Given task :: Copy out every one of the records below word for word, leaving nothing out and changing nothing.

Source records ::
----
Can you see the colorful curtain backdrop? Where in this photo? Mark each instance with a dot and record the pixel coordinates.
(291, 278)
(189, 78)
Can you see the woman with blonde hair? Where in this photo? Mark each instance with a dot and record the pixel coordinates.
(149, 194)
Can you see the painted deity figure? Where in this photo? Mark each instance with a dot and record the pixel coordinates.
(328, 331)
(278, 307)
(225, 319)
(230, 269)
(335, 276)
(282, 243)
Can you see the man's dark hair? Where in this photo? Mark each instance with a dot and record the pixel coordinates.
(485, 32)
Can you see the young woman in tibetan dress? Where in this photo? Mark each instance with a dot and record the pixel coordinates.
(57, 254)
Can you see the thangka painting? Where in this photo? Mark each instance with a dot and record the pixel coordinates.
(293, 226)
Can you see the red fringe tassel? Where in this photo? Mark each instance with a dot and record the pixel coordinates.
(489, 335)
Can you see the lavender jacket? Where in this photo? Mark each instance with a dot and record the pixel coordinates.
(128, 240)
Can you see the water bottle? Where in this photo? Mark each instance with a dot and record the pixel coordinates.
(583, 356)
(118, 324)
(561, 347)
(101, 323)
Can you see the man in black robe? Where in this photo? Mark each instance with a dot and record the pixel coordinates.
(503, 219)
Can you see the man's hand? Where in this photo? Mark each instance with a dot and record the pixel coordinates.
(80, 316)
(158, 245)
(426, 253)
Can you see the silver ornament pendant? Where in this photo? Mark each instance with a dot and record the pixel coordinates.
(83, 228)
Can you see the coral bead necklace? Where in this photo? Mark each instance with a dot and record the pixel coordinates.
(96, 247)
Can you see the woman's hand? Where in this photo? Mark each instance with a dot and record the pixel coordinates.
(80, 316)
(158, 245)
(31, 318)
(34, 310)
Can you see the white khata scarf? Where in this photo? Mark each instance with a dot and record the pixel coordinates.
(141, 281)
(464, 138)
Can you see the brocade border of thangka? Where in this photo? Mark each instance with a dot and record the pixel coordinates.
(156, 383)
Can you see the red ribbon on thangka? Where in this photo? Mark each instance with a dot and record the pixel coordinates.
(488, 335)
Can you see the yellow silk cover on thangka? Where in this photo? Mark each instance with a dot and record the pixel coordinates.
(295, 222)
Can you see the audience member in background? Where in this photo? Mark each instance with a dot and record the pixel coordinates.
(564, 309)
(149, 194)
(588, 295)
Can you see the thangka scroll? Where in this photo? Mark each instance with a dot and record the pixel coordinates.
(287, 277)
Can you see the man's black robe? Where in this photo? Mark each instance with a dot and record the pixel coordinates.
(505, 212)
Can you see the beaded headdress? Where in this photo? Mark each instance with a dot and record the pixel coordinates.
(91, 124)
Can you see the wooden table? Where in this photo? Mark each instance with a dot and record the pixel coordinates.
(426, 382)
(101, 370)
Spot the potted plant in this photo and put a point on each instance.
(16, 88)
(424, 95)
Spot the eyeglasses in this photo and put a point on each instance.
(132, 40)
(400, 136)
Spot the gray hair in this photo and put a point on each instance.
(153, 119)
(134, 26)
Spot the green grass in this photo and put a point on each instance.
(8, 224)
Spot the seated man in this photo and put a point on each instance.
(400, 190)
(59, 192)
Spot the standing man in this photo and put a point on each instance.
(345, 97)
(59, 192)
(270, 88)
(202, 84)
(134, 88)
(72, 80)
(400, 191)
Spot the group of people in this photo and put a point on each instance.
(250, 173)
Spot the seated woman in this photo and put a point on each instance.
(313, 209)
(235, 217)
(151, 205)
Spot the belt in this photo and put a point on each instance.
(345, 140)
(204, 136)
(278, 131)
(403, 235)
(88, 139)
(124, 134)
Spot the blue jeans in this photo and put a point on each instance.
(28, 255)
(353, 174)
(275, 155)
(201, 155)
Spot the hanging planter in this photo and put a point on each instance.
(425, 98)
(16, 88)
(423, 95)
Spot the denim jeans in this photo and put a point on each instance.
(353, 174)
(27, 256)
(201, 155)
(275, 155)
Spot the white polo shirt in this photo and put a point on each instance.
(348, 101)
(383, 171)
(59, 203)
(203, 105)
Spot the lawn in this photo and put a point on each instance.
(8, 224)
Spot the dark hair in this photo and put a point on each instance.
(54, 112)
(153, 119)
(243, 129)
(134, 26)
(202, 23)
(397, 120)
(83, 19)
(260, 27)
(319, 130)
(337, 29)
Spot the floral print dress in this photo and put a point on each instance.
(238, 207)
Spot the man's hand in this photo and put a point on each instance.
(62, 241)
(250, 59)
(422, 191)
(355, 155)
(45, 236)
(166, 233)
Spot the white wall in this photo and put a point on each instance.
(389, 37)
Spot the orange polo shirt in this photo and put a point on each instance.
----
Right answer ::
Can you see the colorful curtain backdrop? Where in this photo? Mark each instance with a dot and record the pixel coordinates.
(291, 278)
(189, 78)
Can you see the woman with blonde hair? Where in this photo? Mark each instance with a dot and record the pixel coordinates.
(149, 194)
Can you see the painted deity figure? Where in this photo? Mark each instance with a dot and record the pixel coordinates.
(328, 331)
(278, 307)
(225, 319)
(230, 269)
(335, 276)
(282, 243)
Can you see the man's dark hair? Where in this photo? Mark each instance with a dot and record the pixel coordinates.
(485, 32)
Can you see the young woman in tibetan dress? Where in this photo? Mark each instance with a dot and record the pixel coordinates.
(57, 254)
Can you see the thangka painting? Where in this photo? Mark each instance with a dot and record the pixel coordinates.
(293, 226)
Can you see the red fringe tassel? Where in this photo? Mark each instance with a dot and record the pixel coordinates.
(489, 335)
Can you see the lavender jacket? Where in this photo? Mark each instance with a dot and record the pixel coordinates.
(128, 240)
Can you see the water bottle? Where in this photo? Mark each instance with a dot and record the pixel coordinates.
(583, 356)
(118, 324)
(561, 347)
(101, 323)
Can you see the man in black robe? Where in this photo? Mark each instance with a dot and record the pixel coordinates.
(503, 219)
Can you see the man's hand? Where in this photo? Mark each instance with a dot and record the pixel coordinates.
(80, 316)
(158, 245)
(426, 253)
Can you see the silver ornament pendant? Where in this photo? Mark each instance with a dot and record the pixel coordinates.
(83, 228)
Can you see the coral bead necklace? Where in this photo? Mark each instance with a dot and record the pixel coordinates.
(96, 247)
Can you see the woman's hand? Where in this photo? Mark each instance with a dot and record the pixel coordinates.
(80, 316)
(158, 245)
(31, 318)
(34, 310)
Can you see the white khata scarf? Where in this photo? Mark each instance with a dot and record the pixel coordinates.
(141, 281)
(464, 138)
Can you see the brocade border of thangka? Where in this photo? Mark each instance with a dot and record the pixel coordinates.
(156, 383)
Can you see the red ribbon on thangka? Where in this photo? Mark each instance with a dot and record the pixel coordinates.
(488, 335)
Can you see the yellow silk cover on thangka? Where in this photo? Mark each instance with a dot and record the pixel coordinates.
(295, 222)
Can you see the audience member in background? Where in this photo? Mark each instance with a dot and record the pixel coordinates.
(564, 309)
(149, 194)
(588, 295)
Can you see the thangka scroll? Where in this photo? Mark each instance with a dot and record the pixel coordinates.
(287, 277)
Can you see the man's black robe? Where in this photo? Mark each instance with a dot and record the pixel coordinates.
(505, 212)
Can you see the beaded headdress? Where in this photo? Mark each instance with a dot and record the pixel coordinates.
(91, 124)
Can you see the wooden table? Where in this photo? Mark each instance with a dot and record the pixel coordinates.
(426, 382)
(101, 370)
Spot the potted plant in this photo and put a point on each instance.
(16, 88)
(424, 95)
Spot the eyeglasses in this photo and put a point on each instance.
(132, 40)
(400, 136)
Spot the gray hair in this photo and put a point on each instance.
(153, 119)
(134, 26)
Spot the green grass in this photo and put a point on each instance.
(8, 224)
Spot the seated man in this photo and put a point on each instance.
(400, 190)
(59, 192)
Spot the standing man in this photo and put a point on each instance.
(345, 97)
(59, 192)
(270, 88)
(202, 84)
(134, 88)
(72, 80)
(400, 191)
Spot the group of people in this photo and put a point on each instance.
(250, 173)
Spot the seated woman in this photo and put a point on each instance.
(313, 209)
(235, 217)
(151, 205)
Spot the belt in this photo and put a point on each instance.
(345, 140)
(204, 136)
(278, 131)
(403, 235)
(88, 139)
(124, 134)
Spot the blue jeans in this photo and put a point on each instance.
(28, 255)
(353, 174)
(275, 155)
(201, 155)
Spot the hanging planter in this photo and put a point on each instance.
(425, 98)
(16, 88)
(423, 95)
Spot the denim jeans in this photo and put a point on each instance.
(353, 174)
(27, 256)
(201, 155)
(275, 155)
Spot the white polo shirt in this photo and put a point on each instance.
(348, 101)
(383, 171)
(59, 203)
(203, 105)
Spot the lawn in this photo and put a point on each instance.
(8, 224)
Spot the dark hair in this photo and put a point on each instance.
(54, 112)
(153, 119)
(243, 129)
(134, 26)
(202, 23)
(397, 120)
(83, 19)
(260, 27)
(319, 130)
(337, 29)
Spot the floral print dress in this photo and put a point on each instance.
(238, 207)
Spot the man's hand in this photo and put a point on each instance.
(62, 241)
(250, 59)
(422, 191)
(355, 155)
(45, 236)
(166, 233)
Spot the white wall in this photo and put a point on each instance.
(389, 37)
Spot the orange polo shirt in this photo and put a point on each instance.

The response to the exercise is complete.